Цель задания: Перепишите все записи ниже слово в слово, ничего не меняя.

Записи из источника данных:
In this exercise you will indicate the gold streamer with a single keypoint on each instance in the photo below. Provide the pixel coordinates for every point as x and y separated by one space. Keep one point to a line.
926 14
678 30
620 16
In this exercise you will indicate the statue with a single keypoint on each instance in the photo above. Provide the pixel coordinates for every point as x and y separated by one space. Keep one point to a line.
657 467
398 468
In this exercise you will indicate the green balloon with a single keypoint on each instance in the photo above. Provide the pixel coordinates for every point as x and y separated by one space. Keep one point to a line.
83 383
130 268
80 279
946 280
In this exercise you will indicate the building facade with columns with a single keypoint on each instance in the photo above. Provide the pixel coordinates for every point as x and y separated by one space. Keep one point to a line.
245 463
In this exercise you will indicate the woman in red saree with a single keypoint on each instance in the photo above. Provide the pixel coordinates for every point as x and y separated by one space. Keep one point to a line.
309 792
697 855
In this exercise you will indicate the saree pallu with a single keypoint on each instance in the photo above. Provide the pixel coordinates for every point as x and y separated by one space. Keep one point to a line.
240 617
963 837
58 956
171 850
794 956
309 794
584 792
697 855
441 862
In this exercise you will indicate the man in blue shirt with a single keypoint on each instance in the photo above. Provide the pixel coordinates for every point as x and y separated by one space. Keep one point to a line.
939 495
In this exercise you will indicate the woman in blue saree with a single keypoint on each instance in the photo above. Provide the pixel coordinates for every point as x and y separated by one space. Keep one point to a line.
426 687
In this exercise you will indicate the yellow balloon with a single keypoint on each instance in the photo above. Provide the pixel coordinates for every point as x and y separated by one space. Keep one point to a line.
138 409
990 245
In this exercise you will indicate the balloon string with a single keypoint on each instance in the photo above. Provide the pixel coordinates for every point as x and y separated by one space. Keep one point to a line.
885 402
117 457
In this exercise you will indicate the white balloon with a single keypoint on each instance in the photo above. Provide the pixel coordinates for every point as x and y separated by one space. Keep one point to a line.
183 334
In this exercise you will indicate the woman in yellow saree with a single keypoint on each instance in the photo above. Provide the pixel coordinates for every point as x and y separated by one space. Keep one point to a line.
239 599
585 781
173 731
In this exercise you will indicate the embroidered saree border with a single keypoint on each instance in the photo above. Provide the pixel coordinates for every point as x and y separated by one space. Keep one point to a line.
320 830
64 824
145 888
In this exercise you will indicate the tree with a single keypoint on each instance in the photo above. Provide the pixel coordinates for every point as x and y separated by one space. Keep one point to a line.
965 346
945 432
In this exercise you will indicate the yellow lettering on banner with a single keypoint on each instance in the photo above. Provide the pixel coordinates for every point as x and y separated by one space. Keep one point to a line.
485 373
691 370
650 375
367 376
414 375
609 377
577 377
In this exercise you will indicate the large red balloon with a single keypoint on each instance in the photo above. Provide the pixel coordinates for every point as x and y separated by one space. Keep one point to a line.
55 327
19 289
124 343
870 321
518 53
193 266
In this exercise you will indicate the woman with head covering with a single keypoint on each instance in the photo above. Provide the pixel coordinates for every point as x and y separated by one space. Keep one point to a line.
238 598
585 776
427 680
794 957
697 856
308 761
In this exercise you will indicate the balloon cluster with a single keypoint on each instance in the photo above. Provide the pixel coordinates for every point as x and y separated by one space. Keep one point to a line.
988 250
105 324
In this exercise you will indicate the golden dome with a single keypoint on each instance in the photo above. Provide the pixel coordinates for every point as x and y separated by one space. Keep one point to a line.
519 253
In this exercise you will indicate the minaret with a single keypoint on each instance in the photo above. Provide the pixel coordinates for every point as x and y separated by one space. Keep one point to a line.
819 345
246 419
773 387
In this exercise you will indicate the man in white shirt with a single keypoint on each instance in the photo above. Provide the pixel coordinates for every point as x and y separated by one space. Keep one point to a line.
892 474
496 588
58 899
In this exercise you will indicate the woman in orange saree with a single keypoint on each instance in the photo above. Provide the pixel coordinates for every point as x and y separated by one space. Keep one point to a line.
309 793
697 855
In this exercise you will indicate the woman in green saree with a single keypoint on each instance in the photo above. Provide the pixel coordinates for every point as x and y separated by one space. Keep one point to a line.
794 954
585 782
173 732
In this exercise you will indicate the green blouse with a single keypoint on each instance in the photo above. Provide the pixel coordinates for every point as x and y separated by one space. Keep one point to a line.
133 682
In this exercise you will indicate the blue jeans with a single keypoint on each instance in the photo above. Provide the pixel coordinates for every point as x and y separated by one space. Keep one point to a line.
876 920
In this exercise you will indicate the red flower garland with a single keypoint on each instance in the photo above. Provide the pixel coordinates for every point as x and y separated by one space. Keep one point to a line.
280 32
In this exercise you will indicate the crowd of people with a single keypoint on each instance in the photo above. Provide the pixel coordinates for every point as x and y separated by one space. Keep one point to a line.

Готовый ответ:
In this exercise you will indicate the gold streamer with a single keypoint on each instance in the photo below. Provide the pixel coordinates for every point as x and y separated by one space. Keep one point to a line.
926 14
678 30
620 16
In this exercise you will indicate the statue with a single keypoint on each instance in the photo above. Provide the pixel coordinates for every point as x and y separated by one space. Keep one point to a line.
657 467
398 468
In this exercise you will indicate the green balloon with a single keypoint on each instance in the photo above. Provide the pixel coordinates for every point as x and y separated by one space. Keep one point to a line.
83 383
130 268
80 279
946 280
In this exercise you will indicate the building facade with columns with a single keypoint on each instance in the photo above. Provide the pixel coordinates for every point as x and y separated by one space. Keep one point to a line.
245 463
In this exercise you will indicate the woman in red saree with a single keypoint on each instance in the photo above. Provide the pixel coordinates for every point as x and y separated by one space. Keep one point to a line.
309 792
697 855
In this exercise you will indicate the saree pallu with a single keypoint on each instance in the photo above. Provide the pixel coordinates for every point as x and y separated by one space. Keep one point to a line.
240 617
963 837
58 956
171 850
794 956
309 794
584 792
697 855
441 862
In this exercise you will indicate the man in blue shirt with a single keypoint on each instance in the photo above. Provide the pixel coordinates for every point as x and y separated by one space. Keep one point to a line.
939 495
In this exercise you will indicate the woman in blue saree with a single keypoint on each instance in the photo above. Provide the pixel coordinates for every point as x and y separated by one space. Keep one point to a line.
426 687
In this exercise you will indicate the yellow balloon with a single keypoint on each instance in the photo above. Provide the pixel coordinates for every point as x and y separated by one space. Keep one point to a line.
138 409
990 245
In this exercise you will indicate the balloon string with a single keypoint on each instance in the photo above. Provide the pixel coordinates for every point as x and y separated by one space. Keep one point to a line.
885 402
117 457
In this exercise you will indicate the white balloon with a single keypoint on each instance in the photo above. Provide the pixel coordinates for every point as x and y separated by one space. Keep one point to a line.
183 334
In this exercise you will indicate the woman in yellow saree with a single keypoint on each instance in the photo above. Provide the pixel coordinates for every point as x and y separated by one space. Keep one point to a line.
239 599
585 781
173 731
In this exercise you will indicate the embroidered saree border with a single keypoint on each instance in the photo above. Provide the pixel coordinates for every point as x and y separated by one space. Keep one point to a line.
320 830
64 824
145 888
In this exercise you will indicate the tree with a single keypoint on each instance in the photo above. Provide the pixel coordinates for every point as x and y separated by one space. Keep one point to a line.
965 346
945 432
In this exercise you will indicate the yellow lettering on banner with a single keypoint on each instance in the photo above. Provide the pixel coordinates for every point as x and y separated by one space. Keep one point to a line.
485 373
691 370
650 375
367 376
414 375
609 377
577 377
In this exercise you will indicate the large red balloon with a single keypoint on each instance in the photo above. Provide the pixel coordinates for every point as x and y separated by one space. Keep one point to a line.
55 327
19 289
124 343
870 321
518 53
193 266
In this exercise you will indicate the woman with head covering with a single keypoint on each instance in the photo above. Provide the pixel coordinates for every point as x and y separated by one space. Keep one point to a line.
238 598
585 776
427 680
794 957
697 856
308 761
In this exercise you will indicate the balloon cluster with a single keypoint on each instance in the photo above. Provide the pixel coordinates for every point as x and y separated by one space. Keep one point to a line.
988 250
105 324
In this exercise you will indicate the golden dome with a single keypoint on each instance in the photo above. Provide the pixel coordinates for every point as x and y separated by one space. Keep one point to a line.
519 253
In this exercise you will indicate the minaret with a single keypoint on each instance in the photo above. Provide the pixel coordinates for every point as x and y separated by one space. Keep one point to a line.
819 345
246 419
773 387
In this exercise you will indicate the man in white shirt with a single keypoint on each instance in the photo above. Provide the pixel coordinates for every point as x and y separated by one space. Keep one point to a line.
892 474
496 588
58 899
In this exercise you will indicate the woman in orange saree with a single keypoint on each instance in the photo above. Provide the pixel coordinates for every point as x and y separated by one space. Keep one point to a line.
309 793
697 855
In this exercise you will indicate the woman in green saree with a single keypoint on each instance in the photo above. Provide the pixel coordinates for every point as x and y separated by one space. Keep one point to a line.
794 954
585 782
173 732
In this exercise you will indicate the green blouse with a single keypoint on each instance in the photo above. Provide the pixel coordinates for every point as x and y separated by one space. Keep one point to a line.
133 682
In this exercise you will indicate the blue jeans with a single keypoint on each instance in the photo above. Provide the pixel coordinates for every point as x and y separated by one space. Keep one point to a line.
876 920
In this exercise you will indicate the red flower garland with a single keypoint on each instance in the photo above. Provide the pixel coordinates for every point as x and y separated by one space. Keep one point to a line.
280 32
In this exercise you will indicate the crowd of people with a single keypoint on each instance in the photo above. Provide the pixel coordinates for every point as x and y separated by one space. Keep one point to a line.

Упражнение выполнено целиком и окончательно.